GIVEN INSTRUCTION: Update every one of the items below, replacing "drop a dot on every instance" with "place a point on each instance" wherever it occurs and changing nothing else. Leave the pictures out of your answer.

RECORDS PROVIDED:
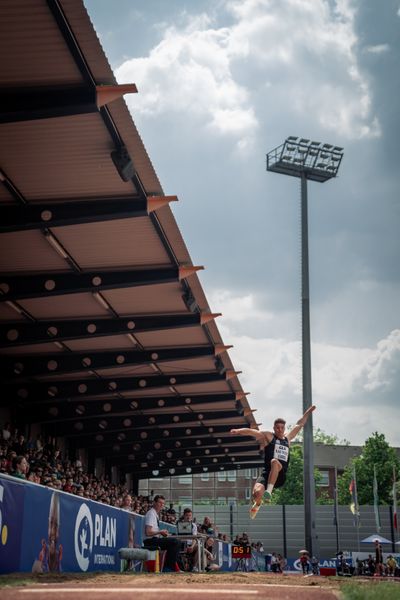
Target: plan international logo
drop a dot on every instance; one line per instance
(91, 539)
(83, 537)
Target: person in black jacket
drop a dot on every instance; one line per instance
(276, 445)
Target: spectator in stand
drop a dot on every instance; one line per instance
(190, 546)
(20, 445)
(207, 527)
(6, 433)
(274, 563)
(126, 503)
(282, 563)
(391, 566)
(20, 467)
(158, 538)
(379, 567)
(305, 565)
(211, 565)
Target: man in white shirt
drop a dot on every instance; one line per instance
(158, 538)
(191, 545)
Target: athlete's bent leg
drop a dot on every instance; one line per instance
(258, 492)
(276, 467)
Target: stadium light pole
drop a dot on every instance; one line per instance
(305, 159)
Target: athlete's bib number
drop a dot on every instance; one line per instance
(281, 452)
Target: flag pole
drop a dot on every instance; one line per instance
(395, 521)
(336, 513)
(376, 503)
(357, 509)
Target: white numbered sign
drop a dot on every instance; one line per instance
(281, 452)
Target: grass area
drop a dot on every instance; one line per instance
(376, 591)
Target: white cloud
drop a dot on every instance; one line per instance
(214, 74)
(378, 49)
(350, 384)
(381, 372)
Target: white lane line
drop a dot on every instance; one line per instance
(137, 590)
(293, 587)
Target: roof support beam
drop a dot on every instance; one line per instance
(102, 438)
(17, 287)
(46, 102)
(224, 461)
(60, 213)
(134, 422)
(164, 444)
(83, 388)
(21, 333)
(14, 366)
(60, 410)
(177, 453)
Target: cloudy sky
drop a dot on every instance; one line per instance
(222, 82)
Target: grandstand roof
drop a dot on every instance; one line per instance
(106, 335)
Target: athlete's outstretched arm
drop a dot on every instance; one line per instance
(300, 423)
(259, 435)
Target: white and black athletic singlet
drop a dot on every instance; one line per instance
(277, 449)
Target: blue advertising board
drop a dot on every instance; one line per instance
(44, 530)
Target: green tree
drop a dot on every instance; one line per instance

OUTPUT OF THE TASK:
Target: plan international logo
place a point on each instance; one line per instance
(91, 539)
(83, 537)
Target: person in black jacket
place a point on each instance; one line per instance
(276, 445)
Target: spectator in stand
place a point on each instance; one line per instance
(190, 546)
(20, 445)
(207, 527)
(6, 433)
(274, 563)
(126, 503)
(282, 563)
(391, 566)
(20, 467)
(158, 538)
(379, 567)
(305, 565)
(211, 565)
Target: man in white shirt
place a point on each instance; one line per instance
(158, 538)
(191, 545)
Target: athlete's bent leg
place a point on each instance; one line per instance
(258, 492)
(276, 467)
Target: stadium light pole
place a point on each instance; one line per instance
(305, 159)
Target: athlete's bib number
place a point on each instance; one line per instance
(281, 452)
Target: flag pole
place a point on each instance; one line per instance
(395, 521)
(336, 513)
(376, 503)
(357, 509)
Target: white numbered sign
place a point on each instance; one line per instance
(281, 452)
Target: grass area
place a point on each instance; one line per instance
(376, 591)
Target: white cloud
place a point on each instance; one line per instance
(214, 74)
(378, 49)
(350, 384)
(381, 372)
Target: white lane line
place a point on each instance; one line per instance
(137, 590)
(293, 587)
Target: roof support beam
place a point on each instance; one line per instance
(102, 438)
(17, 287)
(46, 102)
(224, 461)
(60, 213)
(134, 422)
(164, 444)
(83, 388)
(21, 333)
(14, 366)
(60, 410)
(177, 453)
Target: cloudy sky
place a point on each instance; one line per instance
(222, 82)
Target: grandstand roof
place a point on each instance; one line per instance
(106, 335)
Target: athlete's outstretched arm
place a point on each instance; one line per instance
(300, 423)
(259, 435)
Target: white and black athletic singlet
place a point on each instance; one line per instance
(277, 449)
Target: blue advertising board
place a point on each instance; one line per instance
(44, 530)
Target: green tree
place a point on each instance; one line per instance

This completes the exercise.